WRITTEN EXERCISE:
Select every line in the items below that contains the word "hair", and copy those lines.

[Data records]
++++++

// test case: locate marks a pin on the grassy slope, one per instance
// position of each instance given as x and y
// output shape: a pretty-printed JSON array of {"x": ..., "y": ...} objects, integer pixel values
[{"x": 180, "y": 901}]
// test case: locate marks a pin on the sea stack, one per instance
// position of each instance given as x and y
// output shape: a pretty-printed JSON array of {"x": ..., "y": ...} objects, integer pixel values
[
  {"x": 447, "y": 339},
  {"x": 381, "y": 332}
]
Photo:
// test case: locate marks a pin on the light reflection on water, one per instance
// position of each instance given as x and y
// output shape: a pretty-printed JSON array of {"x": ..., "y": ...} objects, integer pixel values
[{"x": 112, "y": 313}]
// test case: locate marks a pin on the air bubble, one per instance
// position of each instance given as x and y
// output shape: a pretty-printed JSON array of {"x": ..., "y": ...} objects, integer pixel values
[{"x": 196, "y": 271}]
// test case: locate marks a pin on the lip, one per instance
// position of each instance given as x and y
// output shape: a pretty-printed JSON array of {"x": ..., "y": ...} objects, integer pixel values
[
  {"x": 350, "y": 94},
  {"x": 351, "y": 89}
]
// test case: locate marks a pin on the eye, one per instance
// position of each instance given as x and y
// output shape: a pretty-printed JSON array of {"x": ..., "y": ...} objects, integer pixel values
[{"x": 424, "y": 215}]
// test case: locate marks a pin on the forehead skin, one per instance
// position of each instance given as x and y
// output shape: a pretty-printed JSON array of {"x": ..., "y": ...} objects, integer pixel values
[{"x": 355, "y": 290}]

++++++

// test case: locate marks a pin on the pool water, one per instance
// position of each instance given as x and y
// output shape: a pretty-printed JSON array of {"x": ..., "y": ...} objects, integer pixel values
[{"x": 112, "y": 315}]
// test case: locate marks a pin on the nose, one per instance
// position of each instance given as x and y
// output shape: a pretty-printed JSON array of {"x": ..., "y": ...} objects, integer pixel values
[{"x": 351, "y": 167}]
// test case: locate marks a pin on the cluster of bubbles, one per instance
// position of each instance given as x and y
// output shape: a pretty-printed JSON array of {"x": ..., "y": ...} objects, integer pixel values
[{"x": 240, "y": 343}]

++++++

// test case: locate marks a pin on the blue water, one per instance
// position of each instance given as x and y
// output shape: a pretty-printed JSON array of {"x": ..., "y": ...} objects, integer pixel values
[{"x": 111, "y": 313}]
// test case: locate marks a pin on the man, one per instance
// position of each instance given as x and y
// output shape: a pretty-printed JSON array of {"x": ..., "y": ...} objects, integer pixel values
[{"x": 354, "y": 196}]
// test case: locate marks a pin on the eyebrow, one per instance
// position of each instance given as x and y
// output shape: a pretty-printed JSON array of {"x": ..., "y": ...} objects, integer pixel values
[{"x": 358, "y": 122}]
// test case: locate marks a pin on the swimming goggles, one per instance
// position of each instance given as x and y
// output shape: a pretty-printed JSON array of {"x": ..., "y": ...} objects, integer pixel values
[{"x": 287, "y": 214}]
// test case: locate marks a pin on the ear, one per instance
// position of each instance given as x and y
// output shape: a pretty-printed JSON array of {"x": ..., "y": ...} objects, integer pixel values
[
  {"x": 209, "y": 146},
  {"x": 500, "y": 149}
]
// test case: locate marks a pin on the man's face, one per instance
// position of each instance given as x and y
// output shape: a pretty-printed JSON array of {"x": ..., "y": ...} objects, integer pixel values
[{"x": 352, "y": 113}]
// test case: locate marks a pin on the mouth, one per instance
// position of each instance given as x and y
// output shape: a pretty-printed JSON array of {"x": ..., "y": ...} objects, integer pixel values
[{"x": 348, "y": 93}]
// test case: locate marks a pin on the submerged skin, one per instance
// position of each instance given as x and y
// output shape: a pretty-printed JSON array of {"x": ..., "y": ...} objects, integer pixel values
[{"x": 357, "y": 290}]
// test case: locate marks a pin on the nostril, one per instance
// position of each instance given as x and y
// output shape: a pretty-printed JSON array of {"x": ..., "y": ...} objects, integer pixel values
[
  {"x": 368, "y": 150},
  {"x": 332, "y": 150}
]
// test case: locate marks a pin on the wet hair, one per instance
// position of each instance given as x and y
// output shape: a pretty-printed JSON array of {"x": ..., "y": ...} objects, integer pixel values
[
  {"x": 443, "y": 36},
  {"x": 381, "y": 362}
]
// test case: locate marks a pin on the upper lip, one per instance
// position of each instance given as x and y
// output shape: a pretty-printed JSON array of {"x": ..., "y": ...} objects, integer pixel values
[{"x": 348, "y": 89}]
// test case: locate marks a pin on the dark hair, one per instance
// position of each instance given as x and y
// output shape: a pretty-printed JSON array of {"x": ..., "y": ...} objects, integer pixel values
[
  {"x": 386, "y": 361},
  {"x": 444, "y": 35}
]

++++++

REPLY TO THE TASK:
// test case: locate marks a pin on the wet hair, one per instance
// test case: locate marks a pin on the dark hair, one per instance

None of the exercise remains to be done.